**EXERCISE DETAILS:**
Every line of the material is to be repeated exactly as it stands.

**LISTED ENTRIES:**
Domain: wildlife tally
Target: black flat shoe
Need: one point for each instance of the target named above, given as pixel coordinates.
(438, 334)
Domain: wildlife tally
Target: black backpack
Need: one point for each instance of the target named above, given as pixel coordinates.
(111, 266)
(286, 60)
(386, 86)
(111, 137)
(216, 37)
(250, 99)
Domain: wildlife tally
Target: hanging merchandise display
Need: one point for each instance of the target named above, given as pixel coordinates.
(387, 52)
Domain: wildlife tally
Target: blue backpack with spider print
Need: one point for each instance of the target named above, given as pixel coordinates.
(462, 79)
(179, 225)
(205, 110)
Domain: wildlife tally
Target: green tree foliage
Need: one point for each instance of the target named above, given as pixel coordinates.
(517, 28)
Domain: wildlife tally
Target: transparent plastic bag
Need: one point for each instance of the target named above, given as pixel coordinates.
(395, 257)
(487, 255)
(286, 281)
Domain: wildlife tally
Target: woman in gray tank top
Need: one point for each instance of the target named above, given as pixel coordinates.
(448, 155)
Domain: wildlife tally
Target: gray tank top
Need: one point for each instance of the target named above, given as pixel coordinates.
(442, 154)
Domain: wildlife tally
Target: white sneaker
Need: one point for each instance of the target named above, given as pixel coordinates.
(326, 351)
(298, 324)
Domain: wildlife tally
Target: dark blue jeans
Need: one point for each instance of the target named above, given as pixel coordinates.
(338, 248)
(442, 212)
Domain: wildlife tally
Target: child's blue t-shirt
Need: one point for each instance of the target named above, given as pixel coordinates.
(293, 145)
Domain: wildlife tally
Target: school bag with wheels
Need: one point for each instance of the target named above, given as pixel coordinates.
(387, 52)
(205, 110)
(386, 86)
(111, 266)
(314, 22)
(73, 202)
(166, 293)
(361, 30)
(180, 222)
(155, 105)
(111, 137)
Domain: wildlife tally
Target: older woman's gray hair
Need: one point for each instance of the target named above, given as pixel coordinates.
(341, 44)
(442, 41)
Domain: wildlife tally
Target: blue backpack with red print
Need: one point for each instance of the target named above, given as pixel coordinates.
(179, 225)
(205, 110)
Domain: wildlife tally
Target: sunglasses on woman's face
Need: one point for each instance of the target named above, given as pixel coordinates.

**OUTPUT FOR THIS EXERCISE:**
Domain: wildlife tally
Target: black flat shoe
Need: one point for each instance of the target named above, given as pixel coordinates.
(438, 334)
Domain: wildlife tally
Target: black backpack
Need: one point for each instance of the target named above, given as pixel coordinates.
(111, 266)
(286, 60)
(386, 86)
(111, 137)
(216, 37)
(250, 99)
Domain: wildlife tally
Target: hanging merchandise display
Need: one point for each instance of the target named above, given as pixel coordinates.
(387, 52)
Domain: wildlife tally
Target: blue backpack with spider print
Need: one point for each instance of the target named above, given as pixel coordinates.
(462, 79)
(179, 225)
(205, 110)
Domain: wildlife tally
Target: green tree foliage
Need: one point for each instance of the target named above, given as pixel coordinates.
(517, 28)
Domain: wildlife tally
Target: transparent plastic bag
Need: one point for each instance of the target named above, given as pixel coordinates.
(395, 257)
(487, 255)
(286, 281)
Domain: wildlife tally
Target: woman in gray tank top
Need: one point for each instance of the target named above, given as pixel coordinates.
(448, 155)
Domain: wildlife tally
Target: gray tank top
Need: one point for each instance of the target named above, given as pixel coordinates.
(442, 154)
Domain: wildlife tally
Target: white sneaker
Need: one point for each instance of the target named above, given as pixel coordinates.
(326, 351)
(298, 324)
Domain: wildlife tally
Target: dark blue jeans
Need: one point for each instance of the target named above, given as pixel coordinates.
(338, 248)
(442, 212)
Domain: wildlife tally
Target: child's blue t-shirt
Need: one point for each instance of the target named above, given as pixel coordinates.
(293, 145)
Domain: wildlife tally
Target: school bag with wheels
Need: one point for each instance of the target named above, given as pixel coordinates.
(387, 52)
(205, 110)
(386, 86)
(111, 266)
(314, 22)
(73, 202)
(166, 293)
(361, 30)
(180, 222)
(155, 105)
(111, 137)
Domain: wildlife tally
Target: older woman's gray hair
Need: one point for each instance of the target named above, given as pixel coordinates.
(341, 44)
(442, 41)
Domain: wildlife tally
Target: blue backpack with red print
Need: one point for each instance of the target named above, given as pixel coordinates.
(179, 225)
(205, 110)
Domain: wildlife tally
Target: sunglasses on woman's face
Need: one point for each instance of the target named above, given as pixel coordinates.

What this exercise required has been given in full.